> **EXERCISE BRIEF**:
The task calls for the lines from the start of the entries below through the line with "Thank you for sharing the picture. Please indicate the open", given again verbatim, with every picture dropped.

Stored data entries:
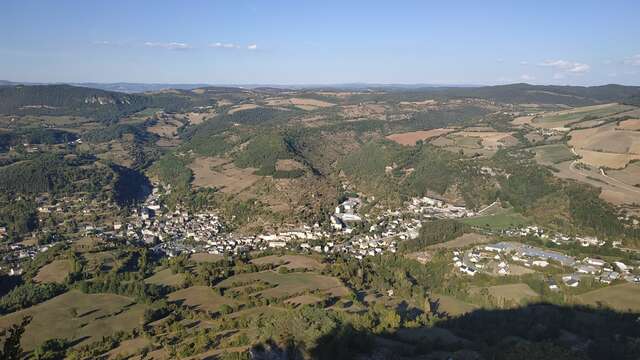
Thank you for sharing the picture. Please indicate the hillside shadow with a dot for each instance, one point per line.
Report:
(536, 331)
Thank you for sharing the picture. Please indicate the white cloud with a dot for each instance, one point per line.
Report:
(566, 66)
(168, 45)
(633, 61)
(224, 45)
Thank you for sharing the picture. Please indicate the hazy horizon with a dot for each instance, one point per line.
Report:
(287, 43)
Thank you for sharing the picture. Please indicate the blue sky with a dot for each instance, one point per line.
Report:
(321, 42)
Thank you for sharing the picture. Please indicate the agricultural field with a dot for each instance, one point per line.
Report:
(205, 257)
(290, 261)
(301, 103)
(78, 317)
(463, 241)
(453, 306)
(606, 146)
(629, 175)
(613, 184)
(623, 297)
(289, 284)
(56, 271)
(201, 298)
(411, 138)
(165, 277)
(513, 293)
(222, 174)
(553, 154)
(502, 220)
(630, 124)
(564, 118)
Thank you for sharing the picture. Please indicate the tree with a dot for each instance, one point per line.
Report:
(12, 349)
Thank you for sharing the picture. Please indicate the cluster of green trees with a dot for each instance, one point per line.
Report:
(54, 174)
(116, 131)
(435, 232)
(35, 136)
(18, 216)
(65, 100)
(29, 294)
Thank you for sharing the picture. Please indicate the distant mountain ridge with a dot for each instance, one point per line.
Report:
(108, 106)
(105, 106)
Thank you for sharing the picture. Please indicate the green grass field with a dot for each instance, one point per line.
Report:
(200, 298)
(165, 277)
(579, 114)
(290, 261)
(553, 154)
(289, 284)
(503, 220)
(453, 306)
(619, 297)
(77, 317)
(515, 293)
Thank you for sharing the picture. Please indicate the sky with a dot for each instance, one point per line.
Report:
(321, 42)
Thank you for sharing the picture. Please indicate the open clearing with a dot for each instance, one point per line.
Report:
(462, 241)
(165, 277)
(615, 190)
(411, 138)
(621, 297)
(222, 174)
(606, 146)
(205, 257)
(201, 298)
(291, 261)
(453, 306)
(503, 220)
(288, 165)
(56, 271)
(567, 117)
(553, 154)
(289, 284)
(629, 175)
(301, 103)
(128, 348)
(303, 300)
(515, 293)
(242, 107)
(631, 124)
(77, 317)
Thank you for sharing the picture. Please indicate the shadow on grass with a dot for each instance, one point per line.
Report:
(536, 331)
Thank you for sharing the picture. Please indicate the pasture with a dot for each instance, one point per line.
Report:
(623, 297)
(165, 277)
(571, 116)
(56, 271)
(289, 284)
(201, 298)
(290, 261)
(553, 154)
(463, 241)
(514, 293)
(630, 175)
(222, 174)
(503, 220)
(78, 317)
(411, 138)
(205, 257)
(453, 306)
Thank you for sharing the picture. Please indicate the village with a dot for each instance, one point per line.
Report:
(352, 233)
(515, 258)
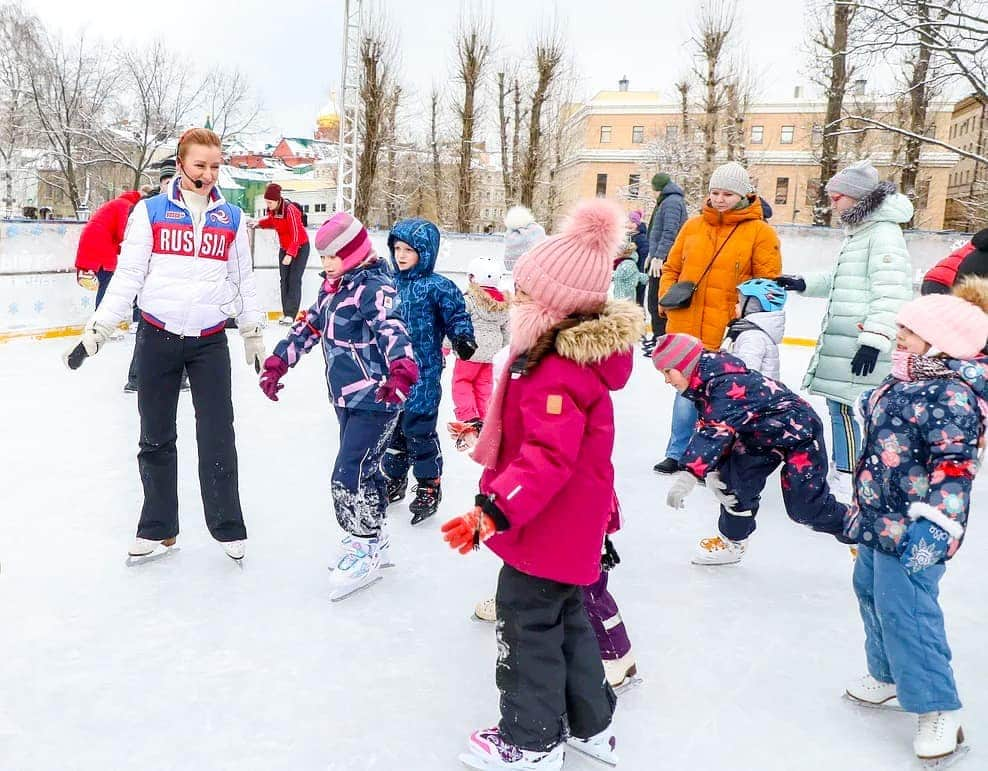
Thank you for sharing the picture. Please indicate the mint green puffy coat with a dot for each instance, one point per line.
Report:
(870, 281)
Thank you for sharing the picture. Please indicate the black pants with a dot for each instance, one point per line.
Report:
(159, 373)
(291, 280)
(360, 490)
(548, 668)
(415, 445)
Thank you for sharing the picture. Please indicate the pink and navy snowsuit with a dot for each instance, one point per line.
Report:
(748, 425)
(362, 332)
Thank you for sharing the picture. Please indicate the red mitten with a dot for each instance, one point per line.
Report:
(467, 532)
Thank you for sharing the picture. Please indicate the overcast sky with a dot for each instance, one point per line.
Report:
(290, 49)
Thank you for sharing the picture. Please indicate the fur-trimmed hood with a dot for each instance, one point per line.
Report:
(883, 204)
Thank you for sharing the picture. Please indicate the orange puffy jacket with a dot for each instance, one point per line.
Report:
(751, 252)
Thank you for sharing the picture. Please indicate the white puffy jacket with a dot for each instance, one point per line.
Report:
(187, 276)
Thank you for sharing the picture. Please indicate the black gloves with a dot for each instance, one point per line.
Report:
(792, 283)
(864, 360)
(464, 347)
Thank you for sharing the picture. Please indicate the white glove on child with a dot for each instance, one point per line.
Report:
(253, 338)
(683, 483)
(719, 488)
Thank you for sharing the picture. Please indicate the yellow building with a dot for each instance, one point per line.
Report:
(621, 138)
(967, 191)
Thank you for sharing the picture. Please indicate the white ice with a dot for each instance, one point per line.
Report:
(189, 663)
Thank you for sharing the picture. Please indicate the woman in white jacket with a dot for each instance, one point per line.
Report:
(870, 281)
(187, 260)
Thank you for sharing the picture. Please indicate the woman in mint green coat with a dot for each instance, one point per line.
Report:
(871, 279)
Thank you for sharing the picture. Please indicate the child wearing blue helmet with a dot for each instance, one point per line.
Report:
(755, 334)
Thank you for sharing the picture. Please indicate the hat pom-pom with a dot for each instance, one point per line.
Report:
(598, 225)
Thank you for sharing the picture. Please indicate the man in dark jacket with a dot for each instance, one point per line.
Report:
(667, 218)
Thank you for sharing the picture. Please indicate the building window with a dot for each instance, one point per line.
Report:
(782, 191)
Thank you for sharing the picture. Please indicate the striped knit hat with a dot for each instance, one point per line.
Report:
(345, 237)
(679, 352)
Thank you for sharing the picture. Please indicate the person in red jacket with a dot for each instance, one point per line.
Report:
(547, 492)
(99, 242)
(293, 253)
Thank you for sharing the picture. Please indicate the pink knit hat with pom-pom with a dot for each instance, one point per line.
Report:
(571, 271)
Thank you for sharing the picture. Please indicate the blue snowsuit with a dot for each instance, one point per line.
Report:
(434, 309)
(920, 453)
(747, 426)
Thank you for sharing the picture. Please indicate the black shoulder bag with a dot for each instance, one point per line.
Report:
(680, 294)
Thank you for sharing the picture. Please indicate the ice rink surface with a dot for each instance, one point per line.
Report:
(189, 663)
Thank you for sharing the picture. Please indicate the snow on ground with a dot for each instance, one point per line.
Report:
(189, 663)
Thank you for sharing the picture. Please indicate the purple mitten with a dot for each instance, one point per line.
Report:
(274, 370)
(402, 375)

> **REPLY TO THE EXERCISE**:
Thank you for sharing the picture. Please indicate the hillside shadow with a dot for each instance, one point per line.
Report:
(536, 331)
Thank you for sharing the picture. Please indicate the white cloud with a dot for each instance, one point per line.
Report:
(566, 66)
(168, 45)
(633, 61)
(224, 45)
Thank you for sharing the picture. Please indicate the hazy horizon with a dot for each instance, one point per line.
Report:
(287, 43)
Thank you for sharing the picture. Please indicate the blue sky with a dot for each instance, one point per line.
Report:
(321, 42)
Thank you for sharing the picture. Please indicate the agricultural field with a dot for each instance, one point per line.
Report:
(205, 257)
(290, 261)
(301, 103)
(78, 317)
(463, 241)
(453, 306)
(606, 146)
(629, 175)
(613, 184)
(623, 297)
(289, 284)
(56, 271)
(201, 298)
(411, 138)
(165, 277)
(513, 293)
(222, 174)
(553, 154)
(502, 220)
(630, 124)
(564, 118)
Thank you for sharing the picture. Please indicate the tree with a dot for each instance, one point per line.
Report:
(12, 349)
Thank you for sharing the picture. Please indicate the cluster of green trees with a dot for each instance, one point per line.
Report:
(54, 174)
(116, 131)
(435, 232)
(35, 136)
(18, 216)
(65, 100)
(29, 294)
Thank you for sharing the picture. Please indicate the distant mountain ridge with a dot for each instance, one point per line.
Report:
(108, 106)
(105, 106)
Thank you for sharing the picture. Please indicate the green grass field with a dot for each instance, one point per line.
Report:
(200, 298)
(165, 277)
(579, 114)
(290, 261)
(553, 154)
(289, 284)
(503, 220)
(453, 306)
(619, 297)
(77, 317)
(515, 293)
Thank you for sharing the picture. Please indicate the sky with a dot for each instance, one point per line.
Report:
(321, 42)
Thank you for sharing the picture. Please indicate the open clearing with a dot for each instance, one point per line.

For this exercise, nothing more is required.